» Records provided
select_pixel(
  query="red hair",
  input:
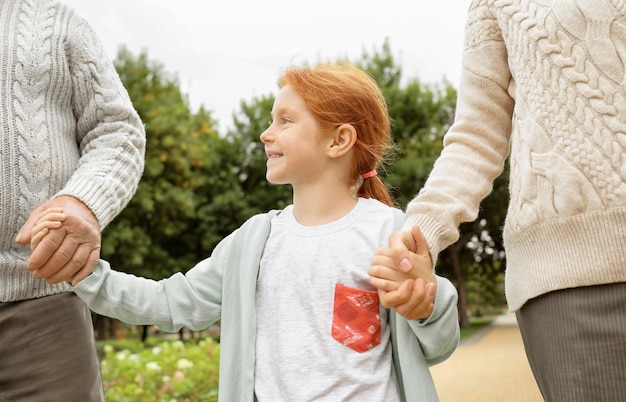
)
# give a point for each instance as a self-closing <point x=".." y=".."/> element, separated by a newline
<point x="342" y="93"/>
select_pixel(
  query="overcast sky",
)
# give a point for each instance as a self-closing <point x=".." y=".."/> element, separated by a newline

» What to produce
Rewrite all of the material above with every "select_pixel" renamed to "pick_pixel" and everything else left unchanged. Leave out the pictures.

» Response for this exercise
pick_pixel(
  query="red hair",
  input:
)
# give a point for each instance as a self-closing <point x=".." y=".."/> element, separated by a newline
<point x="342" y="93"/>
pick_pixel(
  query="overcast sky",
)
# give a point for each instance as a self-closing <point x=".." y=".."/> element, separated by a newline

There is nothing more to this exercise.